### Письменное задание
Перепишите в виде JSON-списка строк всё, что идет с самого начала пунктов и вниз до строки с «(1249, 640)» включительно. Каждой строке текста должен соответствовать один элемент списка, пустые строки пропустите.

### Исходные записи
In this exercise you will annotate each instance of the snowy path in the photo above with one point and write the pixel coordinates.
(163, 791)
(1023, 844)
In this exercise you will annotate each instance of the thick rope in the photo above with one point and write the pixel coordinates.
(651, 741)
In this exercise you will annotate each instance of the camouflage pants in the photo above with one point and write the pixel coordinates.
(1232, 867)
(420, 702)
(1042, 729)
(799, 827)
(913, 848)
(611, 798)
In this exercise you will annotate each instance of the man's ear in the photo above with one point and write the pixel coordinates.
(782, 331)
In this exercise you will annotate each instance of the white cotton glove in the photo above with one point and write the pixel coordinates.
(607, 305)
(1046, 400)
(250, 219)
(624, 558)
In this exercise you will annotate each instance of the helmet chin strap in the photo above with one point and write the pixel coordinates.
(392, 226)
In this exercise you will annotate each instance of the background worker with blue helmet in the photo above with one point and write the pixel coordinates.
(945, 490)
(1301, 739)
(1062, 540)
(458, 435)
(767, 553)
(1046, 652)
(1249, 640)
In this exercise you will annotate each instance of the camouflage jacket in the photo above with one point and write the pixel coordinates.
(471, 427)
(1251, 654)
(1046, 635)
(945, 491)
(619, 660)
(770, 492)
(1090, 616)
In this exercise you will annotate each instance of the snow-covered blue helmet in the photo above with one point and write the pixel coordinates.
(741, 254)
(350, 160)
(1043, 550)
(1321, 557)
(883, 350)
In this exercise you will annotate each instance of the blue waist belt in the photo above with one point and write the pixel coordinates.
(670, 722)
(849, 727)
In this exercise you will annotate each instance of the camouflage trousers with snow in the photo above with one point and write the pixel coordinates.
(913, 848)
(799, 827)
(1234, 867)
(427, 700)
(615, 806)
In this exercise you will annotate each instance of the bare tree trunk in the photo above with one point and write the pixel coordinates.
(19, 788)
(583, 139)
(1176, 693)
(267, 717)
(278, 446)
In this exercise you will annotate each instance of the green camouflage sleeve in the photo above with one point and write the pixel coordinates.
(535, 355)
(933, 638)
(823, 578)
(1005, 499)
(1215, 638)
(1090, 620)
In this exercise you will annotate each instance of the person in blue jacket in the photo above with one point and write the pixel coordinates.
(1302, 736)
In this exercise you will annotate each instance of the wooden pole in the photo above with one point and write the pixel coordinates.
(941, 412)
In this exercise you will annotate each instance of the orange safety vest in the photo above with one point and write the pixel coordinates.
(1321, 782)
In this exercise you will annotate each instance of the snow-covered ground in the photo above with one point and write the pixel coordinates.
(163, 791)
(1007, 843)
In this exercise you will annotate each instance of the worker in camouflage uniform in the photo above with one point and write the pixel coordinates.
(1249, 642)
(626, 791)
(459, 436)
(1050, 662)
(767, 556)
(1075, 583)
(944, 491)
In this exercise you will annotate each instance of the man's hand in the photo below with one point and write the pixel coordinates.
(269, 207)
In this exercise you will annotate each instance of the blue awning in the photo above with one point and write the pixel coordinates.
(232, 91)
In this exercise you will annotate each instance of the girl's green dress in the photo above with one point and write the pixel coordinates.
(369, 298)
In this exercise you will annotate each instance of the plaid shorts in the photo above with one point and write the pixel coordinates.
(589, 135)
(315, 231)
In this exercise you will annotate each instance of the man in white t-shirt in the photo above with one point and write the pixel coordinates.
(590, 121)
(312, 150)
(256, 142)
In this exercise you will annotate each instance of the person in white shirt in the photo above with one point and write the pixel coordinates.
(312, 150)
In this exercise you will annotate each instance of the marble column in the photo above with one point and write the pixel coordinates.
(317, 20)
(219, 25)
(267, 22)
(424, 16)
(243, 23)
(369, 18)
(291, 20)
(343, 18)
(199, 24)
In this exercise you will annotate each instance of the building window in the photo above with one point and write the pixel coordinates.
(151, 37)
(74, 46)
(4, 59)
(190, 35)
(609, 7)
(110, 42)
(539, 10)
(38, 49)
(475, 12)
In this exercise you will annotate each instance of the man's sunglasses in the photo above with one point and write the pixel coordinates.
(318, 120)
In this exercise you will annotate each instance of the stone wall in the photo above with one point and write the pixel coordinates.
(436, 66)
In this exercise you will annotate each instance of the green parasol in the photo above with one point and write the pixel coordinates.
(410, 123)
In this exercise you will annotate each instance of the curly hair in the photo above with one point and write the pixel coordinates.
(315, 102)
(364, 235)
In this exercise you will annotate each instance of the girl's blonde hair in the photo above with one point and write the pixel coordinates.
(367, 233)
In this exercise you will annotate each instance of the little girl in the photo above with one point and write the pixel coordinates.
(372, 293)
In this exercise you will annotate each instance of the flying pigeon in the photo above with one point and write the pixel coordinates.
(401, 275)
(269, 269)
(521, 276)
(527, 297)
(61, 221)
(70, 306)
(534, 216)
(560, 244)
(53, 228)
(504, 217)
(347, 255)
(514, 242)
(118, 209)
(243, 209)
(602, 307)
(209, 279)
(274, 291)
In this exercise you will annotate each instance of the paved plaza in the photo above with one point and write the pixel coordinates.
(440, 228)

### Выполненное задание
[
  "In this exercise you will annotate each instance of the snowy path in the photo above with one point and write the pixel coordinates.",
  "(163, 791)",
  "(1023, 844)",
  "In this exercise you will annotate each instance of the thick rope in the photo above with one point and write the pixel coordinates.",
  "(651, 741)",
  "In this exercise you will annotate each instance of the camouflage pants in the photo above with one point and write the pixel coordinates.",
  "(1232, 867)",
  "(420, 702)",
  "(1042, 729)",
  "(799, 827)",
  "(913, 848)",
  "(611, 798)",
  "In this exercise you will annotate each instance of the man's ear in the photo above with one point and write the pixel coordinates.",
  "(782, 331)",
  "In this exercise you will annotate each instance of the white cotton glove in the photo above with one point and write the pixel coordinates.",
  "(607, 305)",
  "(1046, 400)",
  "(250, 219)",
  "(624, 558)",
  "In this exercise you will annotate each instance of the helmet chin strap in the photo above with one point and write the pixel coordinates.",
  "(392, 226)",
  "In this exercise you will annotate each instance of the background worker with blue helmet in the photo above with one point and write the pixel coordinates.",
  "(945, 490)",
  "(1301, 739)",
  "(1062, 540)",
  "(458, 435)",
  "(767, 553)",
  "(1046, 652)",
  "(1249, 640)"
]